### TASK TO COMPLETE
Below are records; reproduce exactly the lines from the one containing "Where can the woman be" through the end, both included, and only those.
☆ ☆ ☆
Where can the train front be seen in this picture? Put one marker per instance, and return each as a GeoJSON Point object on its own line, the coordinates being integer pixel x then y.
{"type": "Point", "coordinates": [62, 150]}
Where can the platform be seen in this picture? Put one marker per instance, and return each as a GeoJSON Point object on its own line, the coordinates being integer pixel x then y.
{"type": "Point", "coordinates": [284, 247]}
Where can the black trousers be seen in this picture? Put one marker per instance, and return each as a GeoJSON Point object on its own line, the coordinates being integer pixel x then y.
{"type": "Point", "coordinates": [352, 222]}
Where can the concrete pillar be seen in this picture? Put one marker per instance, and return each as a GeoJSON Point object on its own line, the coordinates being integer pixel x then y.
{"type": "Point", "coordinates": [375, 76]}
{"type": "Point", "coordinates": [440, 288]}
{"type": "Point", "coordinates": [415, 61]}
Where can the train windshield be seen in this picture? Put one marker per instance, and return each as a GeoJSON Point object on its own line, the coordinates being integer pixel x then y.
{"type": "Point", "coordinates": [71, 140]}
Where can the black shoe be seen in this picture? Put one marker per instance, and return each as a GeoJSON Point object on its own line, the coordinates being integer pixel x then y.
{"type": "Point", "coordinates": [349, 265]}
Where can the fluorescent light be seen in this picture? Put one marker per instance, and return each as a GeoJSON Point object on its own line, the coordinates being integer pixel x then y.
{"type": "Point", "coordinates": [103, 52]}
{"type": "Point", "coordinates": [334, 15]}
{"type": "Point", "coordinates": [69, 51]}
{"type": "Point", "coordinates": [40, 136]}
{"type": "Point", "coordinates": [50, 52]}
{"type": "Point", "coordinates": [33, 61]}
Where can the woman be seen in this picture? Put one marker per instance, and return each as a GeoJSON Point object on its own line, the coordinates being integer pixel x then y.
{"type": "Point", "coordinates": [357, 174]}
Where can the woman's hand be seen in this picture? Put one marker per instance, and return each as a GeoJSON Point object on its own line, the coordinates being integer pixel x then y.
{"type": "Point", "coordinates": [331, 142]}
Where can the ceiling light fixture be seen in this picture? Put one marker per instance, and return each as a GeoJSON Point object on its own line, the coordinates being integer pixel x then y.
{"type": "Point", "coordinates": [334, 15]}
☆ ☆ ☆
### SOLUTION FOR THIS PROBLEM
Where can the woman be seen in this picture? Put one marker per instance, and return each as a GeoJSON Point object on its own line, the coordinates being integer pixel x then y.
{"type": "Point", "coordinates": [357, 174]}
Where can the woman's hand be seen in this picture? Put one marker per instance, and return each as a GeoJSON Point object on its own line, the coordinates being integer pixel x then y.
{"type": "Point", "coordinates": [331, 142]}
Where can the ceiling light fixture be seen in this picture? Put one marker per instance, and return each as a GeoJSON Point object on its own line, the coordinates being integer pixel x then y.
{"type": "Point", "coordinates": [334, 15]}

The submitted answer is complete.